*EXERCISE BRIEF*
In the records, find each line where "face" occurs, and copy it.

*EXTRACTED INFORMATION*

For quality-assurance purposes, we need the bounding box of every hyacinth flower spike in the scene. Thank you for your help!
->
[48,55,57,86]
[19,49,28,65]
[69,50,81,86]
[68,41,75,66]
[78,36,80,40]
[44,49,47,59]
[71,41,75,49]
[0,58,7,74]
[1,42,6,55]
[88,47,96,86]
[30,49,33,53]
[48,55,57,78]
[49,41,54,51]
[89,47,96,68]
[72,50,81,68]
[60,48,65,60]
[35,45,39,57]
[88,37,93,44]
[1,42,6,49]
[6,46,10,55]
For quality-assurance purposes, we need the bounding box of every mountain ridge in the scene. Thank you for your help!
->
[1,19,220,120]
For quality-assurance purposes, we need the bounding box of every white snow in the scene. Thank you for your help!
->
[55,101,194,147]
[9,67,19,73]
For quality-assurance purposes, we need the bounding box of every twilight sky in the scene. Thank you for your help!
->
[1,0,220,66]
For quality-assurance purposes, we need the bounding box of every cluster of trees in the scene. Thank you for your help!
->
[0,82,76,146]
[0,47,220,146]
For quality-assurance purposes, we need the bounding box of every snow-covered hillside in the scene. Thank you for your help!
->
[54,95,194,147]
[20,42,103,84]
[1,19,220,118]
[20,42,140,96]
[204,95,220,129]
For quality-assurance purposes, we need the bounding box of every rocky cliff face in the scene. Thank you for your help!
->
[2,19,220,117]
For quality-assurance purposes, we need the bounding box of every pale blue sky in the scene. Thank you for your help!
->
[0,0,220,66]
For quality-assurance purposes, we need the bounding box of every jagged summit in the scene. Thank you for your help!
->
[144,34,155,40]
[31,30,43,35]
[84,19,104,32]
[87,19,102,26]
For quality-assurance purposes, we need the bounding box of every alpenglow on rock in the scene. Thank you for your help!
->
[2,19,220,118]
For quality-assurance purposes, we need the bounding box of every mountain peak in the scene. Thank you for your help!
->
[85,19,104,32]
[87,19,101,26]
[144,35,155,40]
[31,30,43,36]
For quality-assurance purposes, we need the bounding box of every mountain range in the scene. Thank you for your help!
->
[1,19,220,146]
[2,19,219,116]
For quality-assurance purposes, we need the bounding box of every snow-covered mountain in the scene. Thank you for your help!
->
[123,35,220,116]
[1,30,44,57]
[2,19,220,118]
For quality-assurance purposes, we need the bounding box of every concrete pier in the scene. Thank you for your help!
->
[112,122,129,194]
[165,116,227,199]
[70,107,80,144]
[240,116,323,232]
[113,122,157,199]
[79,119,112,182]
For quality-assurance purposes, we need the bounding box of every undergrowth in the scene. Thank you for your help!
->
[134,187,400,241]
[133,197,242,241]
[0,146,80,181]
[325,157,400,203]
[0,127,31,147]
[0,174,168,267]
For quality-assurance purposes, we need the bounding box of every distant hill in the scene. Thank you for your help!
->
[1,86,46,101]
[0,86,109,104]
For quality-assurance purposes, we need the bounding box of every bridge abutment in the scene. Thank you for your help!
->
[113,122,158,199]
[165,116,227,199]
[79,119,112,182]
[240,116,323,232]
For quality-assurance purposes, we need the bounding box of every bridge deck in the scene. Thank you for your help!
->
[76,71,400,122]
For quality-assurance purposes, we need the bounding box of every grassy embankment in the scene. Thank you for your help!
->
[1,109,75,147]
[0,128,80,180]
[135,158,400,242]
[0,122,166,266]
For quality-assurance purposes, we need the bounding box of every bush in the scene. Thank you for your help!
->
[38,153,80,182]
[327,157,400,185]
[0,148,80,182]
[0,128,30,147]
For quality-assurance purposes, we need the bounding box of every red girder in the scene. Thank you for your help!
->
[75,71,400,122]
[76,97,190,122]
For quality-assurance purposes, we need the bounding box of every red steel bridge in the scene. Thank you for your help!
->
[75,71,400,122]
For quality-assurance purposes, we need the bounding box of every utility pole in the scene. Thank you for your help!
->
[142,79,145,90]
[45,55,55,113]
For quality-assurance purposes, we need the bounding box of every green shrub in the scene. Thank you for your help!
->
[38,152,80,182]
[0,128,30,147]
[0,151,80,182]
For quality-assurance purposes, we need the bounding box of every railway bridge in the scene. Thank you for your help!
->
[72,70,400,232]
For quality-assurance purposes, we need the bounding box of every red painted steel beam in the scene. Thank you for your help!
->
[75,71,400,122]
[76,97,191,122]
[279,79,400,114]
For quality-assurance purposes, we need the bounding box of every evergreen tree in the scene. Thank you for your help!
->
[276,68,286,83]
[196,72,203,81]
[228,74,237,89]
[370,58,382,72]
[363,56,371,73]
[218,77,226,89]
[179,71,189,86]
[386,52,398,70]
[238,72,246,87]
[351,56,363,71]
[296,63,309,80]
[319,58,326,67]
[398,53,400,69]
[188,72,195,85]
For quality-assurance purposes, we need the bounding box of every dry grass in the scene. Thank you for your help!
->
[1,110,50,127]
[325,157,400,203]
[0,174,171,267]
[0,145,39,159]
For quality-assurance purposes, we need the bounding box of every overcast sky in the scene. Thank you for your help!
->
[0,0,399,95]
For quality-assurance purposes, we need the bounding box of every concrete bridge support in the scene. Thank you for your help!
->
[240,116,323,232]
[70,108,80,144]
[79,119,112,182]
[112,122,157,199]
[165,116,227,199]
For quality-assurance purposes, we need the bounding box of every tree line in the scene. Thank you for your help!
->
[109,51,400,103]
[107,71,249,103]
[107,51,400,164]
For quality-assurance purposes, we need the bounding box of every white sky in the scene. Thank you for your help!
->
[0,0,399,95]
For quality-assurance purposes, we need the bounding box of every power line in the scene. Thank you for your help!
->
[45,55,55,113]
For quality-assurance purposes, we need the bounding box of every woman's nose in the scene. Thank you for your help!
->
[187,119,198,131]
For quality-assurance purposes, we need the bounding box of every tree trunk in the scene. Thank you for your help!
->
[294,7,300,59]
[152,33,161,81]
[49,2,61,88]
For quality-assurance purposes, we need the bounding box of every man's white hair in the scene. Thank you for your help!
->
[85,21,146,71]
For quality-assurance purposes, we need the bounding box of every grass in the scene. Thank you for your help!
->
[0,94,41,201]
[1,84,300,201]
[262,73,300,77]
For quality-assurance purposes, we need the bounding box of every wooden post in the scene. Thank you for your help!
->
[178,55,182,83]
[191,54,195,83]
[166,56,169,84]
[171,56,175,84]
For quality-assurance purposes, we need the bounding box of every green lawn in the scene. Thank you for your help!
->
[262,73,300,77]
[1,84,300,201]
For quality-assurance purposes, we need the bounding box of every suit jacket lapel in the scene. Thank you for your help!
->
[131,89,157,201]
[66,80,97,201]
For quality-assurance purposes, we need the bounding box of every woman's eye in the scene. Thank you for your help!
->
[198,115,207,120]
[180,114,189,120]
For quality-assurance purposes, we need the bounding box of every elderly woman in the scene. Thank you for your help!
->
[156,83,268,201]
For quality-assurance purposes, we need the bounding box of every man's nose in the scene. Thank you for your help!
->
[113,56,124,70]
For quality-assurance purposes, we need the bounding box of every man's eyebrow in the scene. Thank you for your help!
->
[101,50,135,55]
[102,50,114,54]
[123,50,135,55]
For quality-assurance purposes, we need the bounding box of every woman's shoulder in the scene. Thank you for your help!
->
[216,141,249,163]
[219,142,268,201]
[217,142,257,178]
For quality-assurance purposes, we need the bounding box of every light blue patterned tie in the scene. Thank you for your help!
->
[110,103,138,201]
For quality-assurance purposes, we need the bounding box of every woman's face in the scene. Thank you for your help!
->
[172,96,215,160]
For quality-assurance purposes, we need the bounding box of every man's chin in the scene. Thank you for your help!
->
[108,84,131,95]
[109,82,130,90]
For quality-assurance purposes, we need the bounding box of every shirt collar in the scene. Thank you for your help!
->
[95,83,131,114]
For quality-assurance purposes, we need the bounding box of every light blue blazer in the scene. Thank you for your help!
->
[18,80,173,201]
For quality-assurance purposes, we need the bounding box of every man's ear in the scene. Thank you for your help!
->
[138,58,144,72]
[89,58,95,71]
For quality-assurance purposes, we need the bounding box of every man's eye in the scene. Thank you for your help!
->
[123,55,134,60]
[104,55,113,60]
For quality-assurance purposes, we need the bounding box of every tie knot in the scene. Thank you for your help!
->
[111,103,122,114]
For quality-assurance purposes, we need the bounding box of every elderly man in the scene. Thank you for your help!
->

*RESULT OF THIS EXERCISE*
For quality-assurance purposes, we need the bounding box of every rocky cliff face in the scene. Thank you for your help!
For quality-assurance purposes, we need the bounding box of every woman's face in the scene. Thank you for your help!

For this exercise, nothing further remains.